(Given entries Opens)
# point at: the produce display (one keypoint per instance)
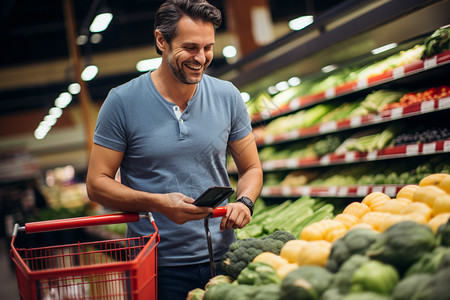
(379, 248)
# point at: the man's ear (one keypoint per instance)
(160, 41)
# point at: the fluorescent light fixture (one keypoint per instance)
(74, 88)
(329, 68)
(101, 22)
(229, 51)
(63, 100)
(55, 111)
(384, 48)
(148, 64)
(89, 73)
(245, 96)
(294, 81)
(282, 86)
(301, 22)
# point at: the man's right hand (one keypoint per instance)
(179, 208)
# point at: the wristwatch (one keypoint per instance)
(247, 202)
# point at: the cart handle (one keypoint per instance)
(72, 223)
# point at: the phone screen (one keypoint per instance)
(214, 196)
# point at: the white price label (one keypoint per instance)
(294, 104)
(391, 191)
(444, 103)
(396, 112)
(286, 191)
(362, 83)
(268, 139)
(426, 106)
(306, 191)
(447, 146)
(327, 127)
(343, 191)
(330, 93)
(268, 165)
(325, 160)
(372, 155)
(430, 62)
(412, 149)
(355, 121)
(332, 191)
(398, 72)
(377, 189)
(350, 156)
(362, 190)
(292, 163)
(429, 148)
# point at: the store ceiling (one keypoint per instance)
(34, 32)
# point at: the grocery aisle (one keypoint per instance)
(8, 283)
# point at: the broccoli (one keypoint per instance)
(281, 235)
(242, 252)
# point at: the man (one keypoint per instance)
(168, 131)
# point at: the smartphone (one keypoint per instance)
(214, 196)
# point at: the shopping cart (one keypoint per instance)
(112, 269)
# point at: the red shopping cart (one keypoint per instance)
(111, 269)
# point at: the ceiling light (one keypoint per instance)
(384, 48)
(301, 22)
(74, 88)
(101, 22)
(229, 51)
(245, 96)
(148, 64)
(329, 68)
(89, 73)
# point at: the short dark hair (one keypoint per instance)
(171, 11)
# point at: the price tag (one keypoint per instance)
(325, 160)
(362, 83)
(377, 189)
(426, 106)
(396, 112)
(268, 139)
(294, 104)
(306, 190)
(343, 191)
(398, 72)
(430, 62)
(269, 165)
(350, 156)
(332, 191)
(447, 146)
(391, 191)
(286, 191)
(372, 155)
(412, 149)
(327, 127)
(290, 135)
(355, 121)
(362, 190)
(292, 163)
(444, 103)
(330, 93)
(429, 148)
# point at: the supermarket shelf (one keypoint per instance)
(360, 121)
(360, 84)
(330, 191)
(401, 151)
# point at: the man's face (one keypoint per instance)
(191, 51)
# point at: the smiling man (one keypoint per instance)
(169, 131)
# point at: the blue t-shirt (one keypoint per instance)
(166, 153)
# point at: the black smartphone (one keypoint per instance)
(214, 196)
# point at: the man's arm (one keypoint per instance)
(105, 190)
(245, 155)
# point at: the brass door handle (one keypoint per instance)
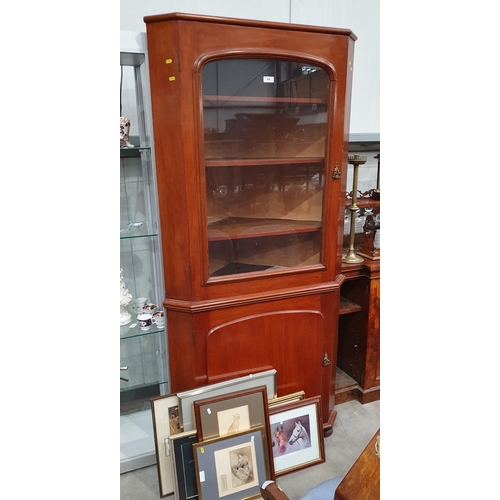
(124, 368)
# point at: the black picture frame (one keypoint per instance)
(183, 464)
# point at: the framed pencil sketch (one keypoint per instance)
(166, 422)
(297, 435)
(184, 470)
(187, 398)
(232, 467)
(231, 413)
(296, 396)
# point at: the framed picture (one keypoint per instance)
(187, 398)
(166, 422)
(289, 398)
(231, 413)
(297, 435)
(183, 467)
(232, 467)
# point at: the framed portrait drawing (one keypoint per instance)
(166, 422)
(183, 466)
(297, 435)
(231, 413)
(187, 398)
(232, 467)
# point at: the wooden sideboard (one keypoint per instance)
(358, 354)
(362, 481)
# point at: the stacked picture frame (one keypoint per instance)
(223, 441)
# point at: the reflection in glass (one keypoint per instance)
(264, 127)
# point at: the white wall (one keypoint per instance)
(361, 16)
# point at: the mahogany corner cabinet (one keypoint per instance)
(251, 129)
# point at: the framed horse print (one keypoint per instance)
(297, 435)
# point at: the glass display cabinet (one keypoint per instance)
(251, 124)
(143, 353)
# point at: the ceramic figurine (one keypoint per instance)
(125, 298)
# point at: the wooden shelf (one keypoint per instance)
(238, 227)
(258, 162)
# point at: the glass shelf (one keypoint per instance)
(145, 230)
(127, 333)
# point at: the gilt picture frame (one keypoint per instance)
(289, 398)
(232, 467)
(187, 398)
(297, 435)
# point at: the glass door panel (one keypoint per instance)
(265, 125)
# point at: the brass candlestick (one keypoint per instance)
(355, 161)
(376, 192)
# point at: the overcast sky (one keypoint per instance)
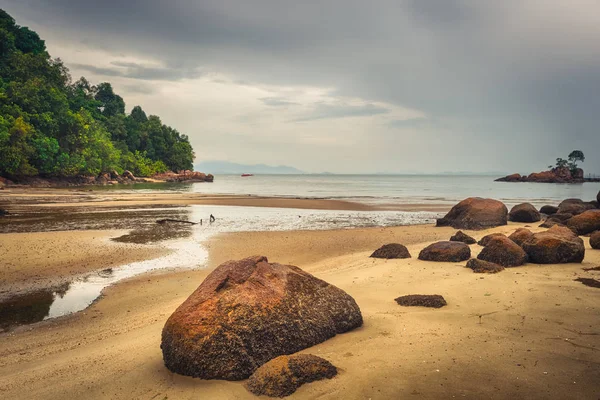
(347, 86)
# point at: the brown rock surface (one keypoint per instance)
(460, 236)
(503, 251)
(524, 212)
(520, 235)
(586, 222)
(249, 311)
(391, 250)
(446, 251)
(475, 213)
(557, 245)
(484, 267)
(283, 375)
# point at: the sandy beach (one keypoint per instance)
(527, 332)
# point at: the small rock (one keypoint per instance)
(422, 300)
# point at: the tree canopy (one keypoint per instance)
(50, 126)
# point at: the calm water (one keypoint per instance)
(392, 189)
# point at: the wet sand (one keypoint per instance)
(527, 332)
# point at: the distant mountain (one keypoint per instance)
(226, 167)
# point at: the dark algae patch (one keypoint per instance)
(422, 300)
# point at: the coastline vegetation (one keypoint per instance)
(53, 127)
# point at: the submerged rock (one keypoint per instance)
(422, 300)
(283, 375)
(586, 222)
(392, 250)
(484, 267)
(249, 311)
(524, 212)
(503, 251)
(446, 251)
(460, 236)
(557, 245)
(475, 213)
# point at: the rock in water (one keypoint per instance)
(460, 236)
(503, 251)
(446, 251)
(421, 300)
(595, 240)
(486, 239)
(524, 212)
(557, 245)
(484, 267)
(549, 210)
(281, 376)
(586, 222)
(249, 311)
(520, 236)
(475, 213)
(392, 250)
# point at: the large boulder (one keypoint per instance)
(446, 251)
(503, 251)
(249, 311)
(549, 210)
(460, 236)
(584, 223)
(524, 212)
(392, 250)
(555, 246)
(281, 376)
(475, 213)
(595, 240)
(520, 236)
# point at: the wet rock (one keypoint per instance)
(282, 375)
(247, 312)
(446, 251)
(392, 250)
(460, 236)
(524, 212)
(484, 267)
(584, 223)
(422, 300)
(503, 251)
(486, 239)
(557, 245)
(475, 213)
(520, 236)
(549, 210)
(595, 240)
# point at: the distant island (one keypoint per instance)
(54, 129)
(226, 167)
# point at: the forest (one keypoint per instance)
(51, 126)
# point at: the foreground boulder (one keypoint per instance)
(586, 222)
(392, 250)
(247, 312)
(549, 210)
(446, 251)
(503, 251)
(520, 236)
(486, 239)
(484, 267)
(595, 240)
(422, 300)
(460, 236)
(524, 212)
(475, 213)
(557, 245)
(281, 376)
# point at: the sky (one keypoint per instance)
(399, 86)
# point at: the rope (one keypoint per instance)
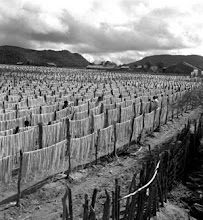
(146, 185)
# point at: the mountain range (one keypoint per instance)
(64, 58)
(18, 55)
(169, 60)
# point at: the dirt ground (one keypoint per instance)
(46, 202)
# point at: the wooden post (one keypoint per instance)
(70, 204)
(107, 205)
(94, 197)
(65, 209)
(86, 209)
(40, 135)
(19, 178)
(115, 138)
(68, 137)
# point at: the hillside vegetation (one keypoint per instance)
(169, 60)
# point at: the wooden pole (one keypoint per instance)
(107, 206)
(65, 209)
(19, 178)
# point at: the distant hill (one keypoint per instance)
(169, 60)
(64, 58)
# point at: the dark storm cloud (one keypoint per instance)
(150, 32)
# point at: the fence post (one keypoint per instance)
(40, 135)
(70, 203)
(68, 137)
(107, 206)
(19, 179)
(86, 210)
(65, 209)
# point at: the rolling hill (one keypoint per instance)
(169, 60)
(64, 58)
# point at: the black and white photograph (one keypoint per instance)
(101, 110)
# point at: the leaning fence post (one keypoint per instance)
(19, 179)
(70, 203)
(65, 209)
(68, 136)
(40, 135)
(85, 206)
(107, 206)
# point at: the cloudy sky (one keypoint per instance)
(117, 30)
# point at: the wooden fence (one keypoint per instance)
(149, 190)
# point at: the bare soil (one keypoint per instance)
(46, 202)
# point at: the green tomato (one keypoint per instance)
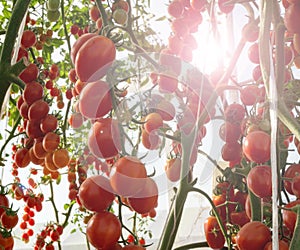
(53, 16)
(53, 5)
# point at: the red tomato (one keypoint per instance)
(4, 202)
(38, 110)
(145, 200)
(9, 220)
(289, 174)
(239, 218)
(234, 113)
(253, 235)
(213, 234)
(95, 100)
(77, 45)
(256, 146)
(49, 124)
(129, 176)
(296, 186)
(30, 73)
(232, 151)
(253, 53)
(259, 181)
(289, 217)
(104, 138)
(230, 132)
(94, 57)
(6, 242)
(133, 247)
(32, 92)
(22, 157)
(103, 230)
(93, 188)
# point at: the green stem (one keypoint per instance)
(16, 19)
(192, 245)
(67, 37)
(295, 243)
(255, 204)
(171, 227)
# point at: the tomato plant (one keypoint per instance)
(98, 102)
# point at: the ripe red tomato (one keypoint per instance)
(104, 138)
(256, 146)
(239, 218)
(28, 39)
(38, 110)
(234, 113)
(259, 181)
(77, 45)
(4, 202)
(95, 100)
(145, 200)
(30, 73)
(129, 176)
(253, 235)
(253, 53)
(94, 58)
(296, 186)
(230, 132)
(289, 174)
(49, 123)
(91, 189)
(9, 220)
(6, 242)
(232, 151)
(213, 234)
(51, 141)
(292, 18)
(22, 158)
(103, 230)
(133, 247)
(32, 92)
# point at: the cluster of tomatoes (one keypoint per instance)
(52, 232)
(Given entries Closes)
[Work item] Exactly the lines from the one containing "# point at: the ripe" to the final line of the entries must be restated, and no others.

[Answer for the task]
# point at: the ripe red tomato (one keypoint per instance)
(104, 138)
(256, 146)
(239, 218)
(28, 39)
(38, 110)
(234, 113)
(259, 181)
(77, 45)
(4, 202)
(95, 100)
(145, 200)
(30, 73)
(129, 176)
(253, 235)
(253, 53)
(94, 58)
(296, 186)
(230, 132)
(289, 174)
(49, 123)
(91, 189)
(9, 220)
(6, 242)
(232, 151)
(213, 234)
(51, 141)
(292, 18)
(22, 158)
(103, 230)
(133, 247)
(32, 92)
# point at: the cluster of tomatoes (one keypoint per instance)
(52, 232)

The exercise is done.